# Passage given
>>>>
By the same analogy, in Tth ( T = 2 , 3 ⋯ ) period of game, the rules for reputation change are as follows: 1) when X begins to take moral hazard behavior in nth period, its reputation will decrease to zero,
f ( n − 1 ) > f ( n ) > f ( n + 1 ) ⋯ > f ( T ) ≈ 0 ; 2) when X always takes honest action, its reputation will continuously improve and is close to perfection,
f ( 1 ) < f ( 2 ) < ⋯ < f ( T ) ≈ 1 .
In order to verify the conclusions about the evolution of reputation and conduct correlation analysis, this thesis makes the following settings:
r = 0.8 , k = 0.5 ( f = 0.1 , f = 0.3 , f = 0.5 , f = 0.7 ) ,
r = 0.8 , f = 0.5 ( k = 0.1 , k = 0.3 , k = 0.5 , k = 0.7 ) ,
k = 0.5 , f = 0.5 ( r = 0.5 , r = 0.7 , r = 0.9 , r = 1 ) . Figures 2-4 show the process of reputation change when there’s no moral hazard behavior.
We can make following conclusions from the above figures:
1) Change of reputation can effectively reflect sellers’ moral hazard behavior. Sellers without moral hazard behavior can keep improving their reputation value; while when sellers begin to take moral hazard behavior in the game period, their reputation value tends to decrease apparently.
2) Reputation mechanism can have an effective incentive effect. From Figures 2-4, we can see that when repeated game reaches certain times, different values of r, f and k will be almost no impact on reputation of sellers, who take different actions. This means that reputation mechanism has strong incentive effect and can achieve significant results in limited time of the game.
3) The initial reputation change rate is related to r, f and k. As for the sellers who always take honest action, with the increase of r and k value, or with the decrease of k value, the curvature change rate of sellers’ reputation is high at the beginning. But for sellers who take moral hazard action, with the increase of r and k value, or with the decrease of k value, the curvature change rate of sellers’ reputation is high at the beginning.
<<<<
# Short problem 1
Answer these from the reputation passage:
(a) What value of r appears in both the first and second settings?
(b) What do Figures 2-4 show?
(c) What happens to X's reputation when it begins to take moral hazard behavior in the nth period?
The listing that follows has no connection to the reputation passage.

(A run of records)
>>>>
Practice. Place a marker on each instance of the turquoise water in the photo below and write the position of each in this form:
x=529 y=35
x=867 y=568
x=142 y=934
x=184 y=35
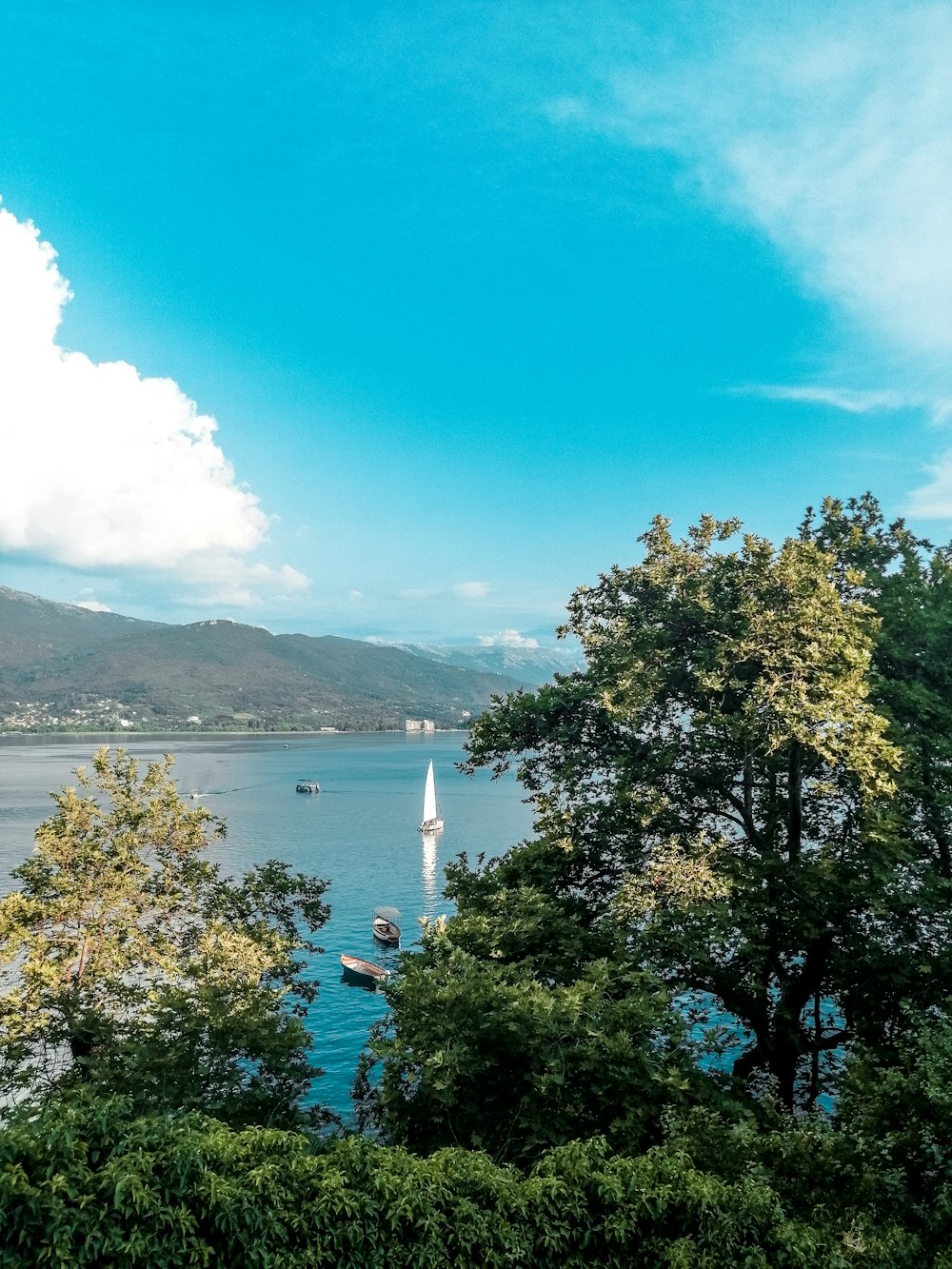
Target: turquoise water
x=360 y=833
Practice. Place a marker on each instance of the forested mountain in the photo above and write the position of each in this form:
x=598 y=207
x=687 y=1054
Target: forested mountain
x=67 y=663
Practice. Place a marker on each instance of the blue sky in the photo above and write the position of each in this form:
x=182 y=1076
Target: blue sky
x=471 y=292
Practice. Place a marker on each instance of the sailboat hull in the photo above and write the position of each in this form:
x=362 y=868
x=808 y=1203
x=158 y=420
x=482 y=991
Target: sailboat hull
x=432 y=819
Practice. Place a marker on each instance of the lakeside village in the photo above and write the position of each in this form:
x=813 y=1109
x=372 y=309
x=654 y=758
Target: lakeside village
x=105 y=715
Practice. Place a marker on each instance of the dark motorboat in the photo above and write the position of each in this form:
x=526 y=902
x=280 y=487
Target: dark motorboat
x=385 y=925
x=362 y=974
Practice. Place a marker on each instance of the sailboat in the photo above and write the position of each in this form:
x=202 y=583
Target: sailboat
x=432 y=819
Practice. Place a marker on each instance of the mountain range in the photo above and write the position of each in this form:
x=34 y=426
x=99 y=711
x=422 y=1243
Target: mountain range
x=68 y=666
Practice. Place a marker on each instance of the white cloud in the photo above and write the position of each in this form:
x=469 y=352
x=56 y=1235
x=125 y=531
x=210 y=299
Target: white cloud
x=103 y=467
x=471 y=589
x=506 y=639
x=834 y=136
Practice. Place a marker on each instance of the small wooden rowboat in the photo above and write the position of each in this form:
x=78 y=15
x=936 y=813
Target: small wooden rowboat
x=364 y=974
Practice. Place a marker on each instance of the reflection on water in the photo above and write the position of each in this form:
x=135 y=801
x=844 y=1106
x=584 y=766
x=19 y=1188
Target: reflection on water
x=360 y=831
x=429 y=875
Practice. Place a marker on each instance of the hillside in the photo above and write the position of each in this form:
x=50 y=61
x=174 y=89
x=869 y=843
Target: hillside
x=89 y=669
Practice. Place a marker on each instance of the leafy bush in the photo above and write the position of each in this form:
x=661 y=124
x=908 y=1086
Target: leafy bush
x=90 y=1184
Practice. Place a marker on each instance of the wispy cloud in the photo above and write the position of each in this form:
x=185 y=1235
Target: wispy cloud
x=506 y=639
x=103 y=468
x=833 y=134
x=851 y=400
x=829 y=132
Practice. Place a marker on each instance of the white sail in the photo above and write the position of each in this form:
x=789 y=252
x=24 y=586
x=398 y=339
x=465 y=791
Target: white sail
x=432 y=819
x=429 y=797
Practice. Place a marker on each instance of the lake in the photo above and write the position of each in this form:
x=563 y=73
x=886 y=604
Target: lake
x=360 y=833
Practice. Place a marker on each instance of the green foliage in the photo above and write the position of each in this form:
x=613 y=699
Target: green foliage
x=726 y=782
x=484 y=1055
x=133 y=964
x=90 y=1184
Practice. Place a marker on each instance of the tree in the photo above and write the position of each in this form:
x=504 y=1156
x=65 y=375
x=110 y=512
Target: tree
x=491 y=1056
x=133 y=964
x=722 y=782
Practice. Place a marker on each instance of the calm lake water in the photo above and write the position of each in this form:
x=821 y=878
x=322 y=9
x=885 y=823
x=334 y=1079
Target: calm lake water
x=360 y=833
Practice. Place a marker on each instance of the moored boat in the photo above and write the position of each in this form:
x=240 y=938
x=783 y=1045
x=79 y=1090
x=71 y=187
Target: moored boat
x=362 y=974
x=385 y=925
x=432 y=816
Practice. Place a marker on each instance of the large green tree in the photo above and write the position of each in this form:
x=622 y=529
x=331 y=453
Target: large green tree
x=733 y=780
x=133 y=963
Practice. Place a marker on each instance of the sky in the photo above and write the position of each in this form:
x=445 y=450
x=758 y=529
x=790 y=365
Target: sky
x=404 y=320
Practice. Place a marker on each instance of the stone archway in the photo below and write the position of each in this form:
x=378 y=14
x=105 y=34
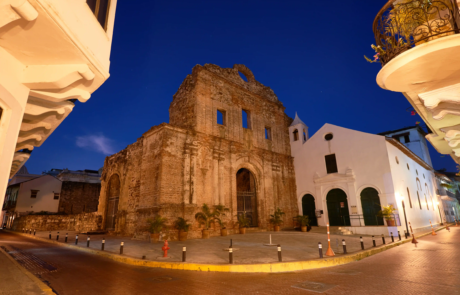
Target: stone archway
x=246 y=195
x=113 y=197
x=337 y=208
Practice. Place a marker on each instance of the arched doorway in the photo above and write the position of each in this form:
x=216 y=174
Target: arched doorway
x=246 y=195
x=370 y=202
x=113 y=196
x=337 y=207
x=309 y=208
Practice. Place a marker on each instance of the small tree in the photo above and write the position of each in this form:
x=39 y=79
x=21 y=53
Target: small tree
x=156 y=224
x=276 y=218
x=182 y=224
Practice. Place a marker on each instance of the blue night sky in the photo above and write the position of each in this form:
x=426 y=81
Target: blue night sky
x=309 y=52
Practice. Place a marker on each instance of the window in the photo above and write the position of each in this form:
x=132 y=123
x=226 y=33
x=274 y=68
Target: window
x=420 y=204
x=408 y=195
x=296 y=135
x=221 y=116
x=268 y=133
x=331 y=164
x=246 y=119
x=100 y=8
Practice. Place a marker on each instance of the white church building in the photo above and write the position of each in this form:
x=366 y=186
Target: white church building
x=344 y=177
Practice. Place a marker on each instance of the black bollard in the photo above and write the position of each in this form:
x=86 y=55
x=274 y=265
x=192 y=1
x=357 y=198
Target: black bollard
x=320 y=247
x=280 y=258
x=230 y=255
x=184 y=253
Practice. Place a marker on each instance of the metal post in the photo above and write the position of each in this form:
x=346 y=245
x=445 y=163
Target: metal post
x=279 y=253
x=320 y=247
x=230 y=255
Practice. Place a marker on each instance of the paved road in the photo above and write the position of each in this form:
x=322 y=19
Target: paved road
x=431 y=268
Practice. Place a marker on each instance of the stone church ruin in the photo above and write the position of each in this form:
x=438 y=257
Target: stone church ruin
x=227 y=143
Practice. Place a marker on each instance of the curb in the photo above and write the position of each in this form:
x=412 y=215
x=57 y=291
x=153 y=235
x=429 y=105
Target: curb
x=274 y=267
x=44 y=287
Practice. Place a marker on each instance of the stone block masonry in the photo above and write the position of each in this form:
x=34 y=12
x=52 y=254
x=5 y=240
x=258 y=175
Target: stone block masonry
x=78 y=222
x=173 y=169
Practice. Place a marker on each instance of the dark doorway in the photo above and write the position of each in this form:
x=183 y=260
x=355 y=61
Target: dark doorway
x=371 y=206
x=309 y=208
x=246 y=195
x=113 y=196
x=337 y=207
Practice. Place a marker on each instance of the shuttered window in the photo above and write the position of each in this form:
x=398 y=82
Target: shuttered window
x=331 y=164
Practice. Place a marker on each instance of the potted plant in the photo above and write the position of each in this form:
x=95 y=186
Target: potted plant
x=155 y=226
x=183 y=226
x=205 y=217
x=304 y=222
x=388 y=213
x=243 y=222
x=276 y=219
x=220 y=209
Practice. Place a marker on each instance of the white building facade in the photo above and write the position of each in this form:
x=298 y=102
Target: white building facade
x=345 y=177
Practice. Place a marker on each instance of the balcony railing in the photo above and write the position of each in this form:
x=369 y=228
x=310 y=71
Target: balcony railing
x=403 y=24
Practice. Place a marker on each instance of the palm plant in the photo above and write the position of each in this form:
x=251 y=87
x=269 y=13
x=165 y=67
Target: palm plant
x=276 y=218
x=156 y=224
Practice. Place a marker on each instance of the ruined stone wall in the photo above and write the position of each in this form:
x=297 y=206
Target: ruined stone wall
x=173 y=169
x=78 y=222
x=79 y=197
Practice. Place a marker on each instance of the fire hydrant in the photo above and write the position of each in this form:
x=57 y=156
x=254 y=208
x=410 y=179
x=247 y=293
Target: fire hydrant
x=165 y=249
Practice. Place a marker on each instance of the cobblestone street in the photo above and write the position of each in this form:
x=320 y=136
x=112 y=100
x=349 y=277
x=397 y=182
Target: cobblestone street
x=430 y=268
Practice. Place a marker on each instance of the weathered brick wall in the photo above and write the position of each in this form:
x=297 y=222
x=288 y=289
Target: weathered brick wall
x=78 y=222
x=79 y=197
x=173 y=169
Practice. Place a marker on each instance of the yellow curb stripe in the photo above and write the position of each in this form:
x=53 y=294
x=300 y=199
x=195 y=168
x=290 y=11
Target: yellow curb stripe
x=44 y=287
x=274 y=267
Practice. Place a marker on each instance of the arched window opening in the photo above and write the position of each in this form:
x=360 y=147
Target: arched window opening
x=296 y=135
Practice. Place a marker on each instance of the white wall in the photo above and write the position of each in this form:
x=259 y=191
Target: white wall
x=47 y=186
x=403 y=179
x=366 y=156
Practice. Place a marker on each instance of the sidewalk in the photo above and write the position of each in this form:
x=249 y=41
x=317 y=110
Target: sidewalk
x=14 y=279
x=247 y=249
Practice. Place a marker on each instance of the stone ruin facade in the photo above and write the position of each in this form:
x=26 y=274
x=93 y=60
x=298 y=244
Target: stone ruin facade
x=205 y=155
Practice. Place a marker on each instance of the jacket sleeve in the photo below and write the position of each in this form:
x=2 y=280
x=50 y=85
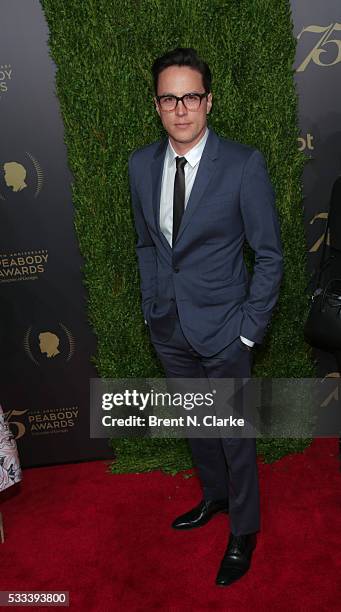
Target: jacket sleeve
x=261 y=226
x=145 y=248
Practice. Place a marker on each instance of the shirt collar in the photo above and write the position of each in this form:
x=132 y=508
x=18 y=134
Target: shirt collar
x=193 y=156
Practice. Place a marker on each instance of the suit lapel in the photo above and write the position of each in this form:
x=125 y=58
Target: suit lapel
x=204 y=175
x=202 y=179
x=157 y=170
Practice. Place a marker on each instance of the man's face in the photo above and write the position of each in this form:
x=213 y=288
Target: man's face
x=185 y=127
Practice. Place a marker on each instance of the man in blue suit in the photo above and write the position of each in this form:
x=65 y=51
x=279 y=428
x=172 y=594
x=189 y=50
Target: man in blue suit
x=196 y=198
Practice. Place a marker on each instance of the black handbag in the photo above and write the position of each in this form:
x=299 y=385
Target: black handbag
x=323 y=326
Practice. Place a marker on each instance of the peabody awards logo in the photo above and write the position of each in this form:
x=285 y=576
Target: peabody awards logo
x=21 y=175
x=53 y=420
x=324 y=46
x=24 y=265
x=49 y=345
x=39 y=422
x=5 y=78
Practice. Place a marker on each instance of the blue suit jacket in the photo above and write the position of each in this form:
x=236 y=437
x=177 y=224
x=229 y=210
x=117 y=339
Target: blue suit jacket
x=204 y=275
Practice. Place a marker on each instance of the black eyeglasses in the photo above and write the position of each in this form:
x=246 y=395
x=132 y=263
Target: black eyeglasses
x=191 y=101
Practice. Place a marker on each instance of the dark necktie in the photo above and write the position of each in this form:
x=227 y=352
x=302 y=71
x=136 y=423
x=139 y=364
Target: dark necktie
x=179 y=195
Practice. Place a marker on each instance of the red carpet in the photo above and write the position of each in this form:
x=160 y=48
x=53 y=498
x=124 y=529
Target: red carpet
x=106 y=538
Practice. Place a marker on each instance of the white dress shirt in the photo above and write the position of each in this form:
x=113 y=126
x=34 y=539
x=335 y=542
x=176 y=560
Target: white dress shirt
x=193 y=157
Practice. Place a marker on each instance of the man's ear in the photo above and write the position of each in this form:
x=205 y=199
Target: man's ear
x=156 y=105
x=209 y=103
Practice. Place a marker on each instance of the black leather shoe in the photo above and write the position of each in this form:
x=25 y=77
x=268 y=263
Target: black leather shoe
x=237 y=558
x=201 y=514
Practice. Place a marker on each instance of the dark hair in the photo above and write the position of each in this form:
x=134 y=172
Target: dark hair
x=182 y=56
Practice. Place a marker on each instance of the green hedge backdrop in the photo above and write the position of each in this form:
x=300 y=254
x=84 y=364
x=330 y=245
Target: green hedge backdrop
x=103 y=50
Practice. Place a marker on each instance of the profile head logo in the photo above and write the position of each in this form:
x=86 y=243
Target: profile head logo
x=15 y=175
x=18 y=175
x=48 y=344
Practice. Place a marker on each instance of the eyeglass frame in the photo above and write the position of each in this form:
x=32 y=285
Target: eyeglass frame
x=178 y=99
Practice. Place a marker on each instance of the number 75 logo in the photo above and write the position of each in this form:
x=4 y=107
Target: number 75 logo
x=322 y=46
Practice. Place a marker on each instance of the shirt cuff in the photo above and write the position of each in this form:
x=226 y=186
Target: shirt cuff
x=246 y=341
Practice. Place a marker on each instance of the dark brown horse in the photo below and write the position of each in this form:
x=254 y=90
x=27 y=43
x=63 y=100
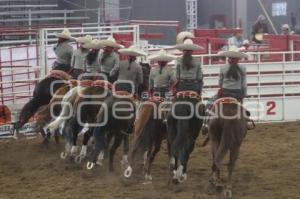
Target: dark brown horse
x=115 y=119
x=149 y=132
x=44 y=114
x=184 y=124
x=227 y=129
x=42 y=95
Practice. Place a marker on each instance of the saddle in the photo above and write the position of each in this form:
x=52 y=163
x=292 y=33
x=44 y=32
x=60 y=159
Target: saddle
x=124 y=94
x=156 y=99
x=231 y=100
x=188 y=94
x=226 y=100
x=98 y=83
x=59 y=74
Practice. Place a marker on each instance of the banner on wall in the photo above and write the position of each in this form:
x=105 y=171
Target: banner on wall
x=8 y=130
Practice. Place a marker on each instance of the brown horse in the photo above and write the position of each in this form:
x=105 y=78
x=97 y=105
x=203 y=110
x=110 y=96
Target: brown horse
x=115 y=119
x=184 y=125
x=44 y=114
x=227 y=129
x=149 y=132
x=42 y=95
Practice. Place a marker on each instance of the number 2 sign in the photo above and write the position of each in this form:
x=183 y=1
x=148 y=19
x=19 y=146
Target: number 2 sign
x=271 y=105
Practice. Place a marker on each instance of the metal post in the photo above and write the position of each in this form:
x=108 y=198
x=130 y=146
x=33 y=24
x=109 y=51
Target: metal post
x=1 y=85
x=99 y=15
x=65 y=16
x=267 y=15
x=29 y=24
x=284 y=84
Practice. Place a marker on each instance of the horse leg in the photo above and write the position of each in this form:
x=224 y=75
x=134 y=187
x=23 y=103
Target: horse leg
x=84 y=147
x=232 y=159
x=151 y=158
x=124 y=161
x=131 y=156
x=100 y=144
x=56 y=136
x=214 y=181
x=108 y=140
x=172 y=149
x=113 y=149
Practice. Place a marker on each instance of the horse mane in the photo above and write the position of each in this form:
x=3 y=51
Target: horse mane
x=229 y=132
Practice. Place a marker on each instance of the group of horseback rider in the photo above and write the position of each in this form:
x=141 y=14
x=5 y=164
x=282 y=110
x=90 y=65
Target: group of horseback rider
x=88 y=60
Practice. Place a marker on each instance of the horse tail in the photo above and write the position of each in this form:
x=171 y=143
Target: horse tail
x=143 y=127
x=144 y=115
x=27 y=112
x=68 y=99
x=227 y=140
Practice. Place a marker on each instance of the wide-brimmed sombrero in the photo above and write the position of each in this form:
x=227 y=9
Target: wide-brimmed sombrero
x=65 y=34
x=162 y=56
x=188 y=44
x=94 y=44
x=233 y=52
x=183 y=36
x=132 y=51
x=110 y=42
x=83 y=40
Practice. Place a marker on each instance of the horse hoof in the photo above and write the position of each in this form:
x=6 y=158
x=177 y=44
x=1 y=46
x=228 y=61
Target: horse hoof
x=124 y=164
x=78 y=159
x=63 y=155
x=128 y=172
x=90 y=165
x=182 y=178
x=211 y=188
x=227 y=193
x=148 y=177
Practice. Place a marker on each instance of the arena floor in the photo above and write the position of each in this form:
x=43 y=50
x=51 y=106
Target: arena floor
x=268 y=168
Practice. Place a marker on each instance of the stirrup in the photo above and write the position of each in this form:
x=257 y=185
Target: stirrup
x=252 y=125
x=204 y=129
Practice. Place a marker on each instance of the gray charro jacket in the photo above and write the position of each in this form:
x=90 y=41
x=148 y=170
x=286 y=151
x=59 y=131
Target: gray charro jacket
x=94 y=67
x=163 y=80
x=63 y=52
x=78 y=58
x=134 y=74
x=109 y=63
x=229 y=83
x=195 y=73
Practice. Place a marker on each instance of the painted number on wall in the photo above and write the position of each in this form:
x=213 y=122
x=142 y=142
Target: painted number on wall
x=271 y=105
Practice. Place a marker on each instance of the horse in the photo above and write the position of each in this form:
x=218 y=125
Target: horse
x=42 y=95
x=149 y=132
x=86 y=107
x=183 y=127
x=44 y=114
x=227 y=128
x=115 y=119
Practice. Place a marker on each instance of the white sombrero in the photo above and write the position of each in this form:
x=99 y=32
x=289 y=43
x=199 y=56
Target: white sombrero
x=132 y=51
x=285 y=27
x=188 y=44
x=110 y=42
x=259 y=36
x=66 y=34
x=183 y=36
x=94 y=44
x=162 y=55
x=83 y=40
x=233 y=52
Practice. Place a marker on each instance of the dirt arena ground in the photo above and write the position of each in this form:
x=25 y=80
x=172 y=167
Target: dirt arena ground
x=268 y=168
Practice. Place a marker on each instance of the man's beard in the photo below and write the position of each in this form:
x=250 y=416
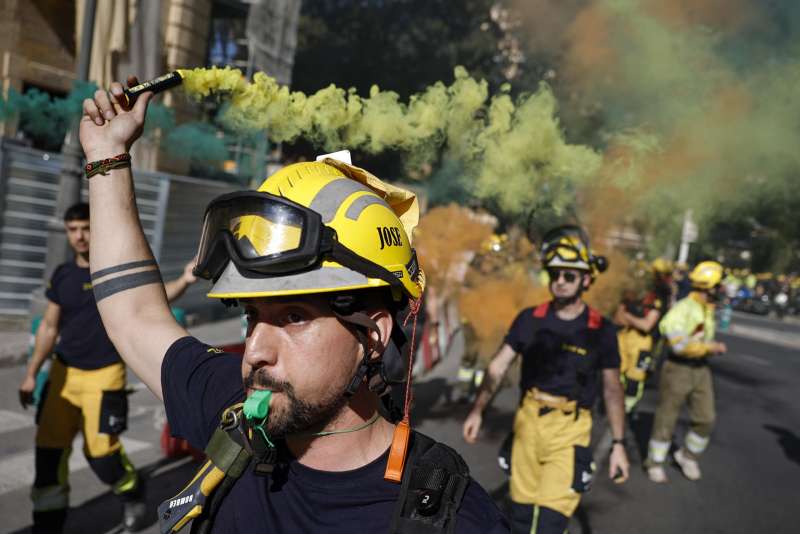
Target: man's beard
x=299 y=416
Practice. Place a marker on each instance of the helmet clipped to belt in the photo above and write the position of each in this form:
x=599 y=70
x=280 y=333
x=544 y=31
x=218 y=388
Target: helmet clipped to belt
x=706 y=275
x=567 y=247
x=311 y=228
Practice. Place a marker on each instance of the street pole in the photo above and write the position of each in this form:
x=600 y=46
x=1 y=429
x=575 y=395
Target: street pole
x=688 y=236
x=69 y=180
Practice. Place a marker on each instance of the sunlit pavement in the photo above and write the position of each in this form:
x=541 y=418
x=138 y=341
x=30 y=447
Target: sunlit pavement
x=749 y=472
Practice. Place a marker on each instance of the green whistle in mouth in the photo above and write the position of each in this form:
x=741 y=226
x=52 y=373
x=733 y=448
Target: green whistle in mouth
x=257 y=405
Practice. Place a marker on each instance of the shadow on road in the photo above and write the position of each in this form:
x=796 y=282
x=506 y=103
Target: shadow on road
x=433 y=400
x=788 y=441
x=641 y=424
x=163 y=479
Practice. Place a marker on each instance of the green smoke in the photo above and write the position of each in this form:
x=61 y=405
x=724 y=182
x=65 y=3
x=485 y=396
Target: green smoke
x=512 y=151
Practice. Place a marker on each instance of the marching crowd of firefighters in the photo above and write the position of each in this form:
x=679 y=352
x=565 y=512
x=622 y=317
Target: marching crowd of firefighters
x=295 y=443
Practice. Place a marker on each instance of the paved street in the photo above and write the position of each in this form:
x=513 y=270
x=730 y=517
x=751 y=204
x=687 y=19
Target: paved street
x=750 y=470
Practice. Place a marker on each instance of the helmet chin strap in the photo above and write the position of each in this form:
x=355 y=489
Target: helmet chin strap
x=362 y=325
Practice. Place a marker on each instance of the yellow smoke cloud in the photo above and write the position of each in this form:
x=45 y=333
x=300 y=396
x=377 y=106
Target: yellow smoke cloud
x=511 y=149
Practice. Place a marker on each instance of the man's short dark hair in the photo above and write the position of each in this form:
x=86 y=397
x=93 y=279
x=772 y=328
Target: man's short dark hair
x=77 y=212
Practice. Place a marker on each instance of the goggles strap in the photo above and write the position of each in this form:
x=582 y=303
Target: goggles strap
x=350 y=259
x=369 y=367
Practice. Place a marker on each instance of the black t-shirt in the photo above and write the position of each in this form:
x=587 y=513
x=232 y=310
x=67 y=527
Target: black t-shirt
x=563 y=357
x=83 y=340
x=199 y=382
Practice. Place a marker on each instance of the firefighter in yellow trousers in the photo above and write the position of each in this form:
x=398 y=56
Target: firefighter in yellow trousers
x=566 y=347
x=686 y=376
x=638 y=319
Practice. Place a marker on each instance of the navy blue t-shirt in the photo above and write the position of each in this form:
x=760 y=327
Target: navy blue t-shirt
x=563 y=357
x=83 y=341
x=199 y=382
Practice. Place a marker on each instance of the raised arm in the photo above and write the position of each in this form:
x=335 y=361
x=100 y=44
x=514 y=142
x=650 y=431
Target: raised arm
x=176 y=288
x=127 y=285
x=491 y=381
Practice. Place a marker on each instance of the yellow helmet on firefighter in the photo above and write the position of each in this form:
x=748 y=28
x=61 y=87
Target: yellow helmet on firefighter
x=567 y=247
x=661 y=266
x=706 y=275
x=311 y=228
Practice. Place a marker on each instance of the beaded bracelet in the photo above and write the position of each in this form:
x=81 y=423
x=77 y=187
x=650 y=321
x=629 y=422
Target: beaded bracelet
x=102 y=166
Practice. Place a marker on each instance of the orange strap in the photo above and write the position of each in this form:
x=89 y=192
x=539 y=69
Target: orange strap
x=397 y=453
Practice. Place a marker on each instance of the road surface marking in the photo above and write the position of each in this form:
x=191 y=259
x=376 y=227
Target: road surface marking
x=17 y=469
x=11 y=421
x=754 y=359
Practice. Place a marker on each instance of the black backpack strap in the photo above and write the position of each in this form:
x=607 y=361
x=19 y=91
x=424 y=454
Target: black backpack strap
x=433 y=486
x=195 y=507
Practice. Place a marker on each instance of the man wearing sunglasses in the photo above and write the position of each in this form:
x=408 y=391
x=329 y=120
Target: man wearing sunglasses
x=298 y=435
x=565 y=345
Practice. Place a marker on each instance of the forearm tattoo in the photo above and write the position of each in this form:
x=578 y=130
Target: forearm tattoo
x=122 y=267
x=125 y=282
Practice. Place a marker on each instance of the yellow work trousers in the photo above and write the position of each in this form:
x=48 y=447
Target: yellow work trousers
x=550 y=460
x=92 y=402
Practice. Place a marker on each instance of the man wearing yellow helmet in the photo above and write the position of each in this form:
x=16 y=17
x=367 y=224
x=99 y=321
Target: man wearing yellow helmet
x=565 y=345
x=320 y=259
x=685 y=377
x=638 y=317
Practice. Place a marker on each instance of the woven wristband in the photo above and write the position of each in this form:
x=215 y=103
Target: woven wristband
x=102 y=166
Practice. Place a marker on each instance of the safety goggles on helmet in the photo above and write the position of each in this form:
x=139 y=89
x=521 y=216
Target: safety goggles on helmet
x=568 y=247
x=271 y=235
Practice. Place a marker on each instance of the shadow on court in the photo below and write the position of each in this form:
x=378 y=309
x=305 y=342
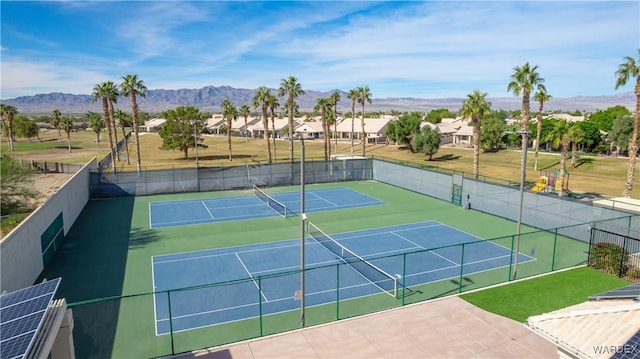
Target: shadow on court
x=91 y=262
<<<<
# Short problem 2
Rewrite only the listing lines starting with the line with "Practice. Place a marker on each instance of the moored" and going on through the line with "x=432 y=816", swapping "moored boat" for "docked boat" and keeping everything else the same.

# Exercise answer 1
(a) r = 0.8
(b) The process of reputation change when there's no moral hazard behavior.
(c) It decreases to zero.

# Exercise answer 2
Practice. Place a marker on each instance of the docked boat in the photo above and write the position of each in this form:
x=240 y=938
x=783 y=1045
x=79 y=1090
x=71 y=187
Target: docked boat
x=362 y=974
x=385 y=925
x=432 y=816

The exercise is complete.